(What the task asks)
Please return the full listing exactly as written, with the images removed.
--- START ---
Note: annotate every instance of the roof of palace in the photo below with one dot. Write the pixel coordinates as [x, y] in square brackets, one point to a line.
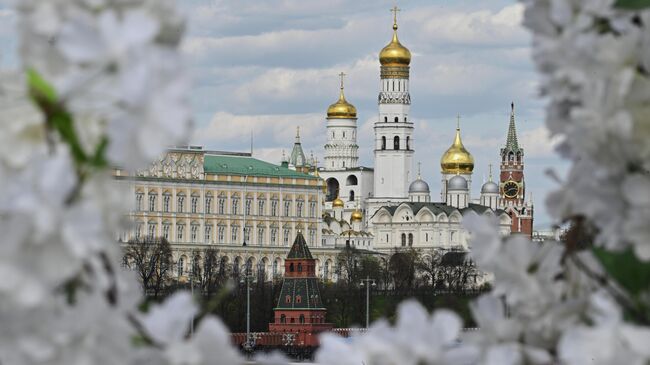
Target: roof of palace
[299, 250]
[442, 208]
[248, 166]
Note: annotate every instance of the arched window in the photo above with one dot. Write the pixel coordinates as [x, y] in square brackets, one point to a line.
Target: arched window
[194, 203]
[326, 270]
[181, 266]
[166, 199]
[180, 202]
[152, 201]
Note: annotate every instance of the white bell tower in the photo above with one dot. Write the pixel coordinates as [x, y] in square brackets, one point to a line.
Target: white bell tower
[393, 131]
[341, 150]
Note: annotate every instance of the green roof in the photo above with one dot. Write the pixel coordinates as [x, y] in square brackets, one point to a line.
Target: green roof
[248, 166]
[437, 208]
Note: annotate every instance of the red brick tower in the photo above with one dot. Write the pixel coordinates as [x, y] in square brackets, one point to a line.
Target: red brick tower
[512, 185]
[300, 310]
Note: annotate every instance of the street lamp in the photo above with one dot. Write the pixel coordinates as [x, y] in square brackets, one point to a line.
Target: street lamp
--- END ---
(Solution)
Note: annotate every instance of the roof of palace in the photo below with one dot. Write the pixel coordinates as [x, y] in square brackets, one point to a line.
Target: roof of palace
[299, 250]
[442, 208]
[248, 166]
Note: annotate every instance of the arched window in the photo above with one dot. Write the pixel coordinates as [x, y] in square brackets, one point to a line.
Target: arched window
[194, 203]
[326, 270]
[181, 266]
[166, 199]
[180, 202]
[152, 201]
Note: annotate every instance of the white bell tower in the photo above with one dot. Write the pixel coordinates as [x, y] in square brackets, one point to a line.
Target: white bell tower
[393, 131]
[341, 150]
Note: annotate every instance of the green roof in the photo above with one dot. Write the pixel coordinates as [x, y] in square brackets, one point to a line.
Target: green roof
[248, 166]
[437, 208]
Note: annotate every instance of the red brick tower in the photo above with one dot. Write the pixel coordinates as [x, y] in square brackets, one point to a line.
Target: red brick tower
[512, 185]
[300, 310]
Note: annotate every instance of the street lamp in the photo above with one dot. Write the pixel coordinates as [x, y] in square brackets, one point to a line.
Target: street lamp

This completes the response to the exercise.